TASK SET:
[a] In the CMSIS-NN text, which integer value types are the library's operators quantized to?
[b] Using the CMSIS-NN text, explain why a SIMD multiply-add gets more done per cycle than a plain scalar one.
[c] Pick up the CMSIS-NN passage after its final sentence and write on from there.

SOURCE:
-- BEGIN --
CMSIS-NN
========

The operator list TFLM walks is mostly a handful of heavy
operators: *convolution* sliding a small grid of learned weights
over an input tensor and writing the weighted sum at each
position; *depthwise convolution* doing the same per channel;
*fully-connected* matrix multiplies between a vector of inputs
and a matrix of weights; *pooling* shrinking a tensor by taking
the max or average over small neighbourhoods; *activation
functions* like ReLU and sigmoid running pointwise across every
value. A vision inference spends most of its cycles inside those
few operators.

Implemented the straightforward way, they would be slow on a
microcontroller. *CMSIS-NN* is
Arm's library of fast ones -- hand-tuned in assembly,
integer-quantized to the ``int8`` and ``uint8`` values
:doc:`tensor I/O <../pipeline/tensor-io>` described, and written
against the CPU's *SIMD* instructions. SIMD -- Single
Instruction, Multiple Data -- lets the CPU run one arithmetic
operation across several values in the same cycle. A plain
scalar multiply-add produces one result per cycle; a SIMD
multiply-add packs several values into a wide register and
produces all of them at once.
-- END --
RECORDS SHOWN:
-- BEGIN --
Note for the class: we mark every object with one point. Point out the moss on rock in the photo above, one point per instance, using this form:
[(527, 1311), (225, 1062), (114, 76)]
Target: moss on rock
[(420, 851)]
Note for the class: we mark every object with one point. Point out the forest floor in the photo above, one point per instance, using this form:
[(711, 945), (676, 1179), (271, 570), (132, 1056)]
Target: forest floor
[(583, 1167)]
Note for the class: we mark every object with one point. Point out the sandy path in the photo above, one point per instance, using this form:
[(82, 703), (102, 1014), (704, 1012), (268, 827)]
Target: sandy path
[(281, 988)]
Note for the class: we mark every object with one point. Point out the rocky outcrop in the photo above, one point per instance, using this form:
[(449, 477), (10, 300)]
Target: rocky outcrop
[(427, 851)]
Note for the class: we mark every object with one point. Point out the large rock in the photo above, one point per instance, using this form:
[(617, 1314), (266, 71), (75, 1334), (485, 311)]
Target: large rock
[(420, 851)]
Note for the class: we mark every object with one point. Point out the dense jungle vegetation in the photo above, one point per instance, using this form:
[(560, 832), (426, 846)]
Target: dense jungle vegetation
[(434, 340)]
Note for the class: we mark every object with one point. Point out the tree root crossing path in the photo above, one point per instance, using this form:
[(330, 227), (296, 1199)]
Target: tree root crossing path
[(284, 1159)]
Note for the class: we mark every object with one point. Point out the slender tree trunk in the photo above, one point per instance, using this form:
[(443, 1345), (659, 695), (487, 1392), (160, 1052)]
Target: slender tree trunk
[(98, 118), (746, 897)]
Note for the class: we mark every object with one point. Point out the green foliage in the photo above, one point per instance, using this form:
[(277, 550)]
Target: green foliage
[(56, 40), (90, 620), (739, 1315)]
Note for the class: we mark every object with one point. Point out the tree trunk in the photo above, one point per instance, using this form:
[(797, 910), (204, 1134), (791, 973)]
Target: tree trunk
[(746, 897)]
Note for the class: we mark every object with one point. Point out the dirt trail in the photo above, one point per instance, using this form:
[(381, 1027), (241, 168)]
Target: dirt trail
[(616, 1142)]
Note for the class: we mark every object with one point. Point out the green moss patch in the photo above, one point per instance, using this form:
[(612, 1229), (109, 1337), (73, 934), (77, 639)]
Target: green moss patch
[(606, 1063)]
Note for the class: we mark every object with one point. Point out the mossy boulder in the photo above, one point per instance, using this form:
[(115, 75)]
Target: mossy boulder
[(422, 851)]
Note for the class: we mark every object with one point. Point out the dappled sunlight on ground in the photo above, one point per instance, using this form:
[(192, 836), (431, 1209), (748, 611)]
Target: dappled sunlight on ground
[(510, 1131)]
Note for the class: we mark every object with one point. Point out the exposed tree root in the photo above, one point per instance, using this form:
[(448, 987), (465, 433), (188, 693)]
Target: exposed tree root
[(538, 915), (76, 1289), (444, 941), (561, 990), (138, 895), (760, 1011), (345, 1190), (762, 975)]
-- END --
THE REPLIES:
[a] The ``int8`` and ``uint8`` values.

[b] A plain scalar multiply-add produces one result per cycle. A SIMD multiply-add packs several values into a wide register and produces all of their results at once, because SIMD lets the CPU run one arithmetic operation across several values in the same cycle.

[c]
The Cortex-M7 on the H7 and the RT1062 has Arm's *DSP extension*,
which holds four ``int8`` values in a 32-bit register and runs a
multiply-add over all four in a cycle. The Cortex-M55 on the AE3
has *Helium* -- formally *MVE*, the M-profile Vector Extension --
which holds sixteen ``int8`` lanes in a 128-bit register, four
times the throughput per cycle. Helium is a wider CPU instruction
set, not an accelerator; the :doc:`Ethos-U55 NPU <npus>` on the
same die is the accelerator.

The shipped TFLM builds are linked against CMSIS-NN, and TFLM
dispatches each heavy operator to the right SIMD variant for the
cam at runtime. On the AE3 the dispatch is a little more
involved: the Vela compiler has already walked the model offline
and marked connected slices of NPU-eligible operators --
*subgraphs* -- for dispatch to the Ethos-U. At inference time
those subgraphs run on the accelerator in one block, and the
rest fall back to Helium CMSIS-NN on the M55.

Float operators bypass CMSIS-NN entirely and run through TFLM's
portable reference kernels. The accuracy gap between an ``int8``
and a float model is usually small; the throughput gap is large.
Models shipped on the cam are quantized to ``int8`` for this
reason.